:: DIRECTIVE ::
Recast the part of the rows below that opens with the line containing "If you could mark the brick" and closes with the final line of the rows as a Markdown table with the columns Number and Line text. Give each line its own number and leave out blank lines.

-- Start ROWS --

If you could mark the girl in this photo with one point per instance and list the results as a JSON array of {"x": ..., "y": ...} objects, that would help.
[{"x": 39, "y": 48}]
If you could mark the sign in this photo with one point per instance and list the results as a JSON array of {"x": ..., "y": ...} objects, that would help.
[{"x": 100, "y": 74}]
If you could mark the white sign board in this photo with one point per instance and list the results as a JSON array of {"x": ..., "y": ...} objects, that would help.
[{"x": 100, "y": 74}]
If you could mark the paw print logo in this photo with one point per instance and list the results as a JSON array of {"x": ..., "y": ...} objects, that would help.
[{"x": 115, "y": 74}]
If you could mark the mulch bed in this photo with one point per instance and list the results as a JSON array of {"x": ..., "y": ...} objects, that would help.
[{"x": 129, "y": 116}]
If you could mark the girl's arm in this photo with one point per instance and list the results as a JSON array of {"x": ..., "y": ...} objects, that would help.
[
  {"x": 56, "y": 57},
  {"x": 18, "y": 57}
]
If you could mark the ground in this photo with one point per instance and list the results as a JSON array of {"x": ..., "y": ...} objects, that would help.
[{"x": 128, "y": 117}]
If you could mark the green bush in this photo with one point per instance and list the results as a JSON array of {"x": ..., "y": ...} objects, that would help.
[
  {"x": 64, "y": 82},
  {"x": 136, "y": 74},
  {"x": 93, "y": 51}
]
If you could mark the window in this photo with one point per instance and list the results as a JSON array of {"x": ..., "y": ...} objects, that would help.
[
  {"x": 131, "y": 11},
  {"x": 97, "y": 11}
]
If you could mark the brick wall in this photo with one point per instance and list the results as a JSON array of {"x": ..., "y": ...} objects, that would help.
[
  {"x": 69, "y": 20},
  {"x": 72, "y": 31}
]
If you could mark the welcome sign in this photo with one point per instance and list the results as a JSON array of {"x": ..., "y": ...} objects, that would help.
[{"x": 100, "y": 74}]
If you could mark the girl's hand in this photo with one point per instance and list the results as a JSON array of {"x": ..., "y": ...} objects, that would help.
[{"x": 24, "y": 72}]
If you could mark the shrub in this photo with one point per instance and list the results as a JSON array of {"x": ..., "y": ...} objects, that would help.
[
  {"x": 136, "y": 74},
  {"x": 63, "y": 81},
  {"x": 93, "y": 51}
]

-- End ROWS --

:: WORKED SOLUTION ::
| Number | Line text |
|---|---|
| 1 | If you could mark the brick wall in this photo with one point per instance and list the results as a JSON array of {"x": ..., "y": ...} objects, that would help. |
| 2 | [ |
| 3 |   {"x": 69, "y": 20}, |
| 4 |   {"x": 72, "y": 31} |
| 5 | ] |
| 6 | If you could mark the welcome sign in this photo with one point per instance and list the results as a JSON array of {"x": ..., "y": ...} objects, that would help. |
| 7 | [{"x": 100, "y": 74}] |
| 8 | If you could mark the girl's hand in this photo with one point per instance and list the results as a JSON array of {"x": ..., "y": ...} objects, that would help. |
| 9 | [{"x": 24, "y": 72}] |
| 10 | If you could mark the shrub in this photo with one point per instance and list the results as a JSON array of {"x": ..., "y": ...} objects, that would help. |
| 11 | [ |
| 12 |   {"x": 136, "y": 74}, |
| 13 |   {"x": 63, "y": 81}, |
| 14 |   {"x": 93, "y": 51} |
| 15 | ] |